Source document:
....

On Sat, Aug 25, 2012 at 02:24:58AM -0300, Rafael Aquini wrote:
> Memory fragmentation introduced by ballooning might reduce significantly
> the number of 2MB contiguous memory blocks that can be used within a guest,
> thus imposing performance penalties associated with the reduced number of
> transparent huge pages that could be used by the guest workload.
> 
> Besides making balloon pages movable at allocation time and introducing
> the necessary primitives to perform balloon page migration/compaction,
> the patch changes the balloon bookeeping pages counter into an atomic
> counter, as well as it introduces the following locking scheme, in order to
> enhance the syncronization methods for accessing elements of struct
> virtio_balloon, thus providing protection against the concurrent accesses
> introduced by parallel memory compaction threads.
> 
>  - balloon_lock (mutex) : synchronizes the access demand to elements of
>                         struct virtio_balloon and its queue operations;
>  - pages_lock (spinlock): special protection to balloon's pages bookmarking
>                         elements (list and atomic counters) against the
>                         potential memory compaction concurrency;
> 
> Signed-off-by: Rafael Aquini <aqu...@redhat.com>

OK, this looks better.
Some comments below.

> ---
>  drivers/virtio/virtio_balloon.c | 286 
> +++++++++++++++++++++++++++++++++++++---
>  1 file changed, 265 insertions(+), 21 deletions(-)

....

Data shown:
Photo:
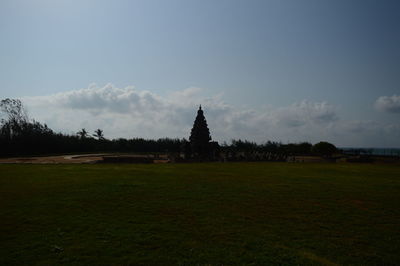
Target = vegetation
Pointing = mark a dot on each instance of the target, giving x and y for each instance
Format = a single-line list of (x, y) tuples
[(200, 137), (200, 214), (21, 136)]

....

Things to do:
1. Render every line of the records (not the patch email) as a JSON list of strings, one string per line. Skip blank lines and leave out the pictures.
2. Write the next part of the review email about the virtio balloon compaction patch, picking up after its final line.

Exercise responses:
1.
[
  "Photo:",
  "Target = vegetation",
  "Pointing = mark a dot on each instance of the target, giving x and y for each instance",
  "Format = a single-line list of (x, y) tuples",
  "[(200, 137), (200, 214), (21, 136)]"
]

2.
> 
> diff --git a/drivers/virtio/virtio_balloon.c b/drivers/virtio/virtio_balloon.c
> index 0908e60..9b0bc46 100644
> --- a/drivers/virtio/virtio_balloon.c
> +++ b/drivers/virtio/virtio_balloon.c
> @@ -27,6 +27,8 @@
>  #include <linux/delay.h>
>  #include <linux/slab.h>
>  #include <linux/module.h>
> +#include <linux/balloon_compaction.h>
> +#include <linux/atomic.h>
>  
>  /*
>   * Balloon device works in 4K page units.  So each page is pointed to by
> @@ -34,6 +36,7 @@
>   * page units.
>   */
>  #define VIRTIO_BALLOON_PAGES_PER_PAGE (PAGE_SIZE >> VIRTIO_BALLOON_PFN_SHIFT)
> +#define VIRTIO_BALLOON_ARRAY_PFNS_MAX 256
>  
>  struct virtio_balloon
>  {
> @@ -46,11 +49,24 @@ struct virtio_balloon
>       /* The thread servicing the balloon. */
>       struct task_struct *thread;
>  
> +     /* balloon special page->mapping */
> +     struct address_space *mapping;
> +
> +     /* Synchronize access/update to this struct virtio_balloon elements */
> +     struct mutex balloon_lock;
> +
>       /* Waiting for host to ack the pages we released. */
>       wait_queue_head_t acked;
>  
> +     /* Number of balloon pages isolated from 'pages' list for compaction */
> +     atomic_t num_isolated_pages;
> +
>       /* Number of balloon pages we've told the Host we're not using. */
> -     unsigned int num_pages;
> +     atomic_t num_pages;
> +
> +     /* Protect pages list, and pages bookeeping counters */
> +     spinlock_t pages_lock;
> +
>       /*
>        * The pages we've told the Host we're not using.
>        * Each page on this list adds VIRTIO_BALLOON_PAGES_PER_PAGE
> @@ -60,7 +76,7 @@ struct virtio_balloon
>  
>       /* The array of pfns we tell the Host about. */
>       unsigned int num_pfns;
> -     u32 pfns[256];
> +     u32 pfns[VIRTIO_BALLOON_ARRAY_PFNS_MAX];
>  
>       /* Memory statistics */
>       int need_stats_update;
> @@ -122,13 +138,17 @@ static void set_page_pfns(u32 pfns[], struct page *page)
>  
>  static void fill_balloon(struct virtio_balloon *vb, size_t num)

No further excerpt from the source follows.